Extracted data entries
○ ○ ○ ○ ○ ○ ○

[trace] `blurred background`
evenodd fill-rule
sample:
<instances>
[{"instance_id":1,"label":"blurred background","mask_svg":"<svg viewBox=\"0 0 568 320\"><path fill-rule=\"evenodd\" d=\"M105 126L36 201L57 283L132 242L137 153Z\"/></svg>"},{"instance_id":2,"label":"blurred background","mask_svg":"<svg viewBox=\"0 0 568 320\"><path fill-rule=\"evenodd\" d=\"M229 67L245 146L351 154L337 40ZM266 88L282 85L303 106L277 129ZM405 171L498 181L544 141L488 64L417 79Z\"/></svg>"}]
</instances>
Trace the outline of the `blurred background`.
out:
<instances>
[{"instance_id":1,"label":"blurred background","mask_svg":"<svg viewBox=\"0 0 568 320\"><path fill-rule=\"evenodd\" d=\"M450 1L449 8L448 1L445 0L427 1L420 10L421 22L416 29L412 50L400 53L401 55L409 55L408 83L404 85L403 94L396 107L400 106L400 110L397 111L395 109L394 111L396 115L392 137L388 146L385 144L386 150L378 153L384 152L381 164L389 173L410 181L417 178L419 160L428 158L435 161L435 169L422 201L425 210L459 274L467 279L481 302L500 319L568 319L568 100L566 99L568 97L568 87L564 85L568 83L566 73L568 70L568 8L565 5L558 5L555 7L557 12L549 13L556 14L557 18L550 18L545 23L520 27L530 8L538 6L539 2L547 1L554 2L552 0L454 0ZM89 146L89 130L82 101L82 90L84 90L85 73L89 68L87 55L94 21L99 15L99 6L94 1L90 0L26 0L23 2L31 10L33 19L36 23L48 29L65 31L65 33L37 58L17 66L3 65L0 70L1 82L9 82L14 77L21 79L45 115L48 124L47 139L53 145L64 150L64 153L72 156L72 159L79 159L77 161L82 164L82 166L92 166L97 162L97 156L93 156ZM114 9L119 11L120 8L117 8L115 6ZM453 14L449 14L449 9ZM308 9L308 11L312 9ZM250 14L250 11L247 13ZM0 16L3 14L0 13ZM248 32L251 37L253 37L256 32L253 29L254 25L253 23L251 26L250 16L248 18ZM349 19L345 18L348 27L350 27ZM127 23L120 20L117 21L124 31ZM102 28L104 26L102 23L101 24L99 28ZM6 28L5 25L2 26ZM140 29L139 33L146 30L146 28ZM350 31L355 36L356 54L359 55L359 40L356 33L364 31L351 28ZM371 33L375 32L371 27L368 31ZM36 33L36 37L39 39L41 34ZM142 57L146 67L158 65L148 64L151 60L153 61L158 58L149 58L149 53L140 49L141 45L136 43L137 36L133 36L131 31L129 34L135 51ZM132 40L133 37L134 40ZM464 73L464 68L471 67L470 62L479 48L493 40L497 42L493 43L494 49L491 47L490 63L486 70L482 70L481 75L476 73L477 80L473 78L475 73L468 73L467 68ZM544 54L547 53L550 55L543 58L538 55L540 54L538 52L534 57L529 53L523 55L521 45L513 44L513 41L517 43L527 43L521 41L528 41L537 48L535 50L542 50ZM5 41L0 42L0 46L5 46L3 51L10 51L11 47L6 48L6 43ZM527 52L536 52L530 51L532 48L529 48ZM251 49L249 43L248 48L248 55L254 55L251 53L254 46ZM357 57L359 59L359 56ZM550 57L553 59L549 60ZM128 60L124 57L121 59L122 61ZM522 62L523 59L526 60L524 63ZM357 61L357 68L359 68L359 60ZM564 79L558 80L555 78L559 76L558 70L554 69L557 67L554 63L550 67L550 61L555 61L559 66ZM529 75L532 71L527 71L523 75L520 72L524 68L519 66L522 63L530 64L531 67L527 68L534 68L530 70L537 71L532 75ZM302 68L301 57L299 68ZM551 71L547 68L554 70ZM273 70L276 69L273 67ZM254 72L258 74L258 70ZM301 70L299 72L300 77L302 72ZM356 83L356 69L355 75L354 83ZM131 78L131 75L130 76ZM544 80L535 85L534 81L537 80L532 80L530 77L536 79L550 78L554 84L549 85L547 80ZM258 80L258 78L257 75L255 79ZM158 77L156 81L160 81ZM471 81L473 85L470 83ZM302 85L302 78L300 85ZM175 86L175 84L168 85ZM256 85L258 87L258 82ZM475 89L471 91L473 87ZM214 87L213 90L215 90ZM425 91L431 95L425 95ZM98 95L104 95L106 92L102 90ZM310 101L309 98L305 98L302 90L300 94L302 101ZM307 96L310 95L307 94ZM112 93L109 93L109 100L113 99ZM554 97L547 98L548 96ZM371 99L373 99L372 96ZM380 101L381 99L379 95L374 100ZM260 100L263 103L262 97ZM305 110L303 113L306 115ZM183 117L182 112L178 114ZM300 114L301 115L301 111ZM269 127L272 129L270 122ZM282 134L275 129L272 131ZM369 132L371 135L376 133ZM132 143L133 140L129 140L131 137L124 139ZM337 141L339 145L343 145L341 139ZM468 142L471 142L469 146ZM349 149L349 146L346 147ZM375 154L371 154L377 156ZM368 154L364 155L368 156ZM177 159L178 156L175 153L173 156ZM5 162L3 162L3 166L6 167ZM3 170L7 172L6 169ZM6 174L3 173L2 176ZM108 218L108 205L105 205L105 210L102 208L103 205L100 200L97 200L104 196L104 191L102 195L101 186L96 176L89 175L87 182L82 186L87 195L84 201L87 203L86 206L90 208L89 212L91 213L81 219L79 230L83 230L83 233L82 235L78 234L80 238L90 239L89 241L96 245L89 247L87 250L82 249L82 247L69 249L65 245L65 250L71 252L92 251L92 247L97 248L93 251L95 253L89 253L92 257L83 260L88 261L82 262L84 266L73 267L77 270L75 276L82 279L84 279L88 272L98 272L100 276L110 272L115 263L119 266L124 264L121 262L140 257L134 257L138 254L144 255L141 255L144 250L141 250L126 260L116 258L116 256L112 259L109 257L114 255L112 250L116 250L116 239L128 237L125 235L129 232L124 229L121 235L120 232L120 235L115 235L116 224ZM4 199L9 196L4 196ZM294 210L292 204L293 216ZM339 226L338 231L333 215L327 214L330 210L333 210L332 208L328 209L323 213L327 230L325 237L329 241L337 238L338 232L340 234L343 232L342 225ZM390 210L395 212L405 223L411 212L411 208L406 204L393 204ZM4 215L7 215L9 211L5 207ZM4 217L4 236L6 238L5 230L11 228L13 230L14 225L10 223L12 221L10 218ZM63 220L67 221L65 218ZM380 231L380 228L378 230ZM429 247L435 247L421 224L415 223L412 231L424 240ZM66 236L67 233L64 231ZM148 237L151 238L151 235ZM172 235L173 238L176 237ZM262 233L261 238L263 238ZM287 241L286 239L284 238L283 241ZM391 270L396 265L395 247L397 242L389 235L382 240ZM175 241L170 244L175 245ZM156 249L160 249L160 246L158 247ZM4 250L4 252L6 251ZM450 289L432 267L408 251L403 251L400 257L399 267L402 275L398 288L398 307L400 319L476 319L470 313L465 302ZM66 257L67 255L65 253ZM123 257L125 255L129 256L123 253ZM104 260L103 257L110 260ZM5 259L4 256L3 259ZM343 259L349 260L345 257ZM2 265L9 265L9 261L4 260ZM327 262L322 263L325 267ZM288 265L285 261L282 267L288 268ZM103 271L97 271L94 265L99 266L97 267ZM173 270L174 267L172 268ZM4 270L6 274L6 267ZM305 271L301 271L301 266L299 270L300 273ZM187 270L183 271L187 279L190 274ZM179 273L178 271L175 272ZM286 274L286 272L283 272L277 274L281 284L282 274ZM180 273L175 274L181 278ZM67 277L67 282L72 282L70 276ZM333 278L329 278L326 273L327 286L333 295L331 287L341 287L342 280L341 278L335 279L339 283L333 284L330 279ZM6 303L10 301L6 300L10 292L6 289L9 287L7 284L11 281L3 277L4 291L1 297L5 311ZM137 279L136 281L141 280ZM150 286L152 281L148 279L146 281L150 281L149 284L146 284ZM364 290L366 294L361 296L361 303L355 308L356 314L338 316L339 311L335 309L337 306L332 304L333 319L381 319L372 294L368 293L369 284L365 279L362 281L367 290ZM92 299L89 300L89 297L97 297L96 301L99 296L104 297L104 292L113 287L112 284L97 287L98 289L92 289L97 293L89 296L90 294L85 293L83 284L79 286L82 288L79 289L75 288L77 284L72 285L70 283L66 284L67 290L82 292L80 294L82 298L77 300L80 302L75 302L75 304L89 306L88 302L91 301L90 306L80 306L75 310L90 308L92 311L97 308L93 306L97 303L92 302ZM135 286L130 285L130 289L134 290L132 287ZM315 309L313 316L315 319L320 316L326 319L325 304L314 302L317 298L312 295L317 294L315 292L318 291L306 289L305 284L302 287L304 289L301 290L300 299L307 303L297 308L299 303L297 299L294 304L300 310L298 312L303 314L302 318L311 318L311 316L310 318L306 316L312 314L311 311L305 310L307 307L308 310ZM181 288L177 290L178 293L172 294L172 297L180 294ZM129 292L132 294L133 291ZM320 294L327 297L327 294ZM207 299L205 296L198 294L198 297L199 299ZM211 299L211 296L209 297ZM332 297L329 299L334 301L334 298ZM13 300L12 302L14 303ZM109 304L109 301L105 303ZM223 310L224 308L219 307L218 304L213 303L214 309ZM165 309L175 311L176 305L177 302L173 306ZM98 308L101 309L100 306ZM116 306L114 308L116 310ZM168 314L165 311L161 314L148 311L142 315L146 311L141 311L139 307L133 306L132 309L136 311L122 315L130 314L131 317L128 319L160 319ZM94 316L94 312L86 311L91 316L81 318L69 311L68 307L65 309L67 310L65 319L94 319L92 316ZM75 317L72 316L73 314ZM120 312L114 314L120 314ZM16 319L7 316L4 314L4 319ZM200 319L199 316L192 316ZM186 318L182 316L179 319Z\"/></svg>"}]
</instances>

○ ○ ○ ○ ○ ○ ○

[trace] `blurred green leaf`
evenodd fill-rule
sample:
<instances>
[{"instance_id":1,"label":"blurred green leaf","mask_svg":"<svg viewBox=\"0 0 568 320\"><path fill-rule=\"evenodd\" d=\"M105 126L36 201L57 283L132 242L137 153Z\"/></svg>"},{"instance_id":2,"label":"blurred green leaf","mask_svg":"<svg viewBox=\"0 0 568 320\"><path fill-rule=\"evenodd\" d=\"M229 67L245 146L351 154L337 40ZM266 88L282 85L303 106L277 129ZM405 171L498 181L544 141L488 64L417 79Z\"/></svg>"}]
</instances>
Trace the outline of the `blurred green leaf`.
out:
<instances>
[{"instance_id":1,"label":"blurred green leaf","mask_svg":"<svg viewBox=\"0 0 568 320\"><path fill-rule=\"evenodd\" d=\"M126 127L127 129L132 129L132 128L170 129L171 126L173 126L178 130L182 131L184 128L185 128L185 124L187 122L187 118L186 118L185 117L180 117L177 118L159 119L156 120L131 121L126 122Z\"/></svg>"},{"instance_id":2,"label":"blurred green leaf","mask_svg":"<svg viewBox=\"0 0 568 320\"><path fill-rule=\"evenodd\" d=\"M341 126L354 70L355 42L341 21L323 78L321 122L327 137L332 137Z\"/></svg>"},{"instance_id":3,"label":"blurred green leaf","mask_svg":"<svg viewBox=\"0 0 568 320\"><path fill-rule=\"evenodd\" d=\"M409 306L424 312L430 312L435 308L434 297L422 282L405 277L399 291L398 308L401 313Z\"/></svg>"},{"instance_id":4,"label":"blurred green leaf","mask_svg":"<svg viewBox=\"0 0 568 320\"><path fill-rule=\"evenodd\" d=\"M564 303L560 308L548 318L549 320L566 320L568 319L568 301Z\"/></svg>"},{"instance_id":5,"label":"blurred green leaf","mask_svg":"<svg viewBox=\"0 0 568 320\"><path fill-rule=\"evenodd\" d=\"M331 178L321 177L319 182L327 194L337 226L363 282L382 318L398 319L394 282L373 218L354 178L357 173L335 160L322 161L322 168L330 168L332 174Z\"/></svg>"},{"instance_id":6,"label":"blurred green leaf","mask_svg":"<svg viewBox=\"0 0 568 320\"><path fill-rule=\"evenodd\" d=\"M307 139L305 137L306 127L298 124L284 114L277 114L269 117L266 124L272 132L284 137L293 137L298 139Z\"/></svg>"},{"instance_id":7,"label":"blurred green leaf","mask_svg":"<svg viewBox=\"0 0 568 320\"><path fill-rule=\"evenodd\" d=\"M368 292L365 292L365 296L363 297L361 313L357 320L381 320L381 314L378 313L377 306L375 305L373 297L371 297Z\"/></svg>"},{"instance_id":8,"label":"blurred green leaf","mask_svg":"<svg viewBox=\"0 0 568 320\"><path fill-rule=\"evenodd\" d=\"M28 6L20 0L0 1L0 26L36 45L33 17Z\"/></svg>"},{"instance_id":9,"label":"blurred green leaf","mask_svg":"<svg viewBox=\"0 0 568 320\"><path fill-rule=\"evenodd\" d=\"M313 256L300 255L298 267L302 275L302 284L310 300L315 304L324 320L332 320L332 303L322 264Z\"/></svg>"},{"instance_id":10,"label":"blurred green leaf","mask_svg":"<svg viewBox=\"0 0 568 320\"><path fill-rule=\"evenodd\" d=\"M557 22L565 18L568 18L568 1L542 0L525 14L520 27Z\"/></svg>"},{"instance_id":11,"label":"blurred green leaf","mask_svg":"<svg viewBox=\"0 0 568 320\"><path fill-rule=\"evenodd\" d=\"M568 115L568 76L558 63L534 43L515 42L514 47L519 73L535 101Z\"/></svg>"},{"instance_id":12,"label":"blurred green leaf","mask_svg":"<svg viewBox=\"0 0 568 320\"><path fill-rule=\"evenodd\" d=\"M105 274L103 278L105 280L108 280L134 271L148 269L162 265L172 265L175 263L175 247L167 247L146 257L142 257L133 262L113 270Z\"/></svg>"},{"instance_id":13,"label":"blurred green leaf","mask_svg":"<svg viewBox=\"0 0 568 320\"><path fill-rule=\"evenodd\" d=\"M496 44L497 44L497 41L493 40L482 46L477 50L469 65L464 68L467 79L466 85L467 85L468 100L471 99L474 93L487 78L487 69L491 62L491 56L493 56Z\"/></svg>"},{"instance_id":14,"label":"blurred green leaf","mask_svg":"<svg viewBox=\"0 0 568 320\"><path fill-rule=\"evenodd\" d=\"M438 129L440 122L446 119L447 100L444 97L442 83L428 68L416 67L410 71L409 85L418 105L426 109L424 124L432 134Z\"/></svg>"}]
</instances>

○ ○ ○ ○ ○ ○ ○

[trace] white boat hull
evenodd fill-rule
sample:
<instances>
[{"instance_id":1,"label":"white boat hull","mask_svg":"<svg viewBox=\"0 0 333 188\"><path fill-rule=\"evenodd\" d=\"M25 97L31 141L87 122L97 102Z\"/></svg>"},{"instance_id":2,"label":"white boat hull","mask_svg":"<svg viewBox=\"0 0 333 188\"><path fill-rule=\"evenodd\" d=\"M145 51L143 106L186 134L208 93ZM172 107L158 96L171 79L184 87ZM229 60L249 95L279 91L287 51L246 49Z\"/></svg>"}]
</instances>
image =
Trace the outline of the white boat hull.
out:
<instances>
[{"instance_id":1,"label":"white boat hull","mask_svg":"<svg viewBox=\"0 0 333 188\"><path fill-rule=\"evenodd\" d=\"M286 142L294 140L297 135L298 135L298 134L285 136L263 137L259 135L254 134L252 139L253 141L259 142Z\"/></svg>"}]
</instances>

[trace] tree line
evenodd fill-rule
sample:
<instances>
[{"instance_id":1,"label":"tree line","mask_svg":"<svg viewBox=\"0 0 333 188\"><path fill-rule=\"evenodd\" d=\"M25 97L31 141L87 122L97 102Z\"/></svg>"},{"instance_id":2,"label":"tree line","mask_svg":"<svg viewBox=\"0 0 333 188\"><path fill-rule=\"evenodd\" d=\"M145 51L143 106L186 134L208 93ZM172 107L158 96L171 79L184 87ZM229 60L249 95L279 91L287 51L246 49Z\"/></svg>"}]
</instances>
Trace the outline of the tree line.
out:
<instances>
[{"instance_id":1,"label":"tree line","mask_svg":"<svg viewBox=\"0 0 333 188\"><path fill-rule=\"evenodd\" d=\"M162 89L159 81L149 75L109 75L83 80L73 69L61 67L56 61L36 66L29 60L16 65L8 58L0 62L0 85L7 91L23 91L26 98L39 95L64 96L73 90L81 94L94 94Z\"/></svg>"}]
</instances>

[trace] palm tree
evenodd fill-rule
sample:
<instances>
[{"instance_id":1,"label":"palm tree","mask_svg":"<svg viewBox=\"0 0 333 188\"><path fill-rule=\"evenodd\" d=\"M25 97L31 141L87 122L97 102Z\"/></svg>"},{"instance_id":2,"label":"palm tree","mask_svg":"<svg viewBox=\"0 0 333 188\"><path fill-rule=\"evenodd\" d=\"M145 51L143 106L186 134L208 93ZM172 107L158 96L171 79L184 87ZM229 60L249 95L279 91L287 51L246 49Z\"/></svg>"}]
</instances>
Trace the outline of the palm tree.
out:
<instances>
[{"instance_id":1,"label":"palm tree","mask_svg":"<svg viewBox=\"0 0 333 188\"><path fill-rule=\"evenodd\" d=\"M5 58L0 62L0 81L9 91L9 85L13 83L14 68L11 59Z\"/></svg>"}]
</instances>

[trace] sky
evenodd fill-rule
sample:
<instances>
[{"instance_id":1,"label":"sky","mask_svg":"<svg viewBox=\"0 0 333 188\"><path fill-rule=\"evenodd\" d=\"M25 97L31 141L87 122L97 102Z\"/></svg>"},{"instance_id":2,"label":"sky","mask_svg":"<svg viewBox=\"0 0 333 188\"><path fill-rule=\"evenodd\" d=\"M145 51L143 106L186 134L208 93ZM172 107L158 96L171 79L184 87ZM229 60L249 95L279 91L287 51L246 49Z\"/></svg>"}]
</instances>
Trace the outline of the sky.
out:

○ ○ ○ ○ ○ ○ ○

▸ **WORK REQUIRED**: Find each line in the records above that contains the string "hull" and copy those lines out. Treat uppercase and lowercase as different.

▸ **OUTPUT BELOW**:
[trace] white boat hull
[{"instance_id":1,"label":"white boat hull","mask_svg":"<svg viewBox=\"0 0 333 188\"><path fill-rule=\"evenodd\" d=\"M25 97L31 141L87 122L97 102Z\"/></svg>"},{"instance_id":2,"label":"white boat hull","mask_svg":"<svg viewBox=\"0 0 333 188\"><path fill-rule=\"evenodd\" d=\"M145 51L143 106L186 134L208 93ZM172 107L158 96L171 79L184 87ZM229 60L249 95L279 91L287 51L246 49Z\"/></svg>"}]
Trace the outline of the white boat hull.
[{"instance_id":1,"label":"white boat hull","mask_svg":"<svg viewBox=\"0 0 333 188\"><path fill-rule=\"evenodd\" d=\"M286 142L294 140L297 135L298 135L298 134L285 136L263 137L259 135L254 134L252 139L253 141L259 142Z\"/></svg>"}]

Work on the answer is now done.